§ Problems and tasks:
• A. In the forum thread on reference frames, what happens to things in a NIRF when the net real force on a body is zero?
• B. Duplicate the passage of the forum thread on reference frames from "There doesn't have" up to and including "a reference frame.".

§ Page:
-- begin --

Observer 1 & 2 View Force on Subject A: Analysis & Resolution

[Andrew Mason]

To define a reference frame you don't need a mass that is at rest in that frame.

There doesn't have to be an actual mass at rest in that frame, let's call it frame RF. But it is difficult if not impossible to define it without reference to a body with mass. The coordinates of RF are identical to those of a system whose origin is fixed to a body with mass at rest at the origin of RF. If you disagree, tell us how you would define a reference frame.

To keep a mass at a fixed position (or in uniform motion) the net force must be zero.

Only in an IRF. Not in a NIRF. In a NIRF things accelerate relative to the NIRF if the net (real) force on a body is zero.

AM

 

[Doc Al]

In a NIRF things accelerate relative to the NIRF if the net (real) force on a body is zero.

Thus the need for a pseudo force. Are we finally done?

 

[Andrew Mason]

Thus the need for a pseudo force. Are we finally done?

??

-- end --

§ Provided material:
-- begin --

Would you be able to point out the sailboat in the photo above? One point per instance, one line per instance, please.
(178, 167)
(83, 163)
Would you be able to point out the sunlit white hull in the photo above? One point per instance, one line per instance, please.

-- end --

§ Exercise answers:
• A. They accelerate relative to the NIRF.

• B.
There doesn't have to be an actual mass at rest in that frame, let's call it frame RF. But it is difficult if not impossible to define it without reference to a body with mass. The coordinates of RF are identical to those of a system whose origin is fixed to a body with mass at rest at the origin of RF. If you disagree, tell us how you would define a reference frame.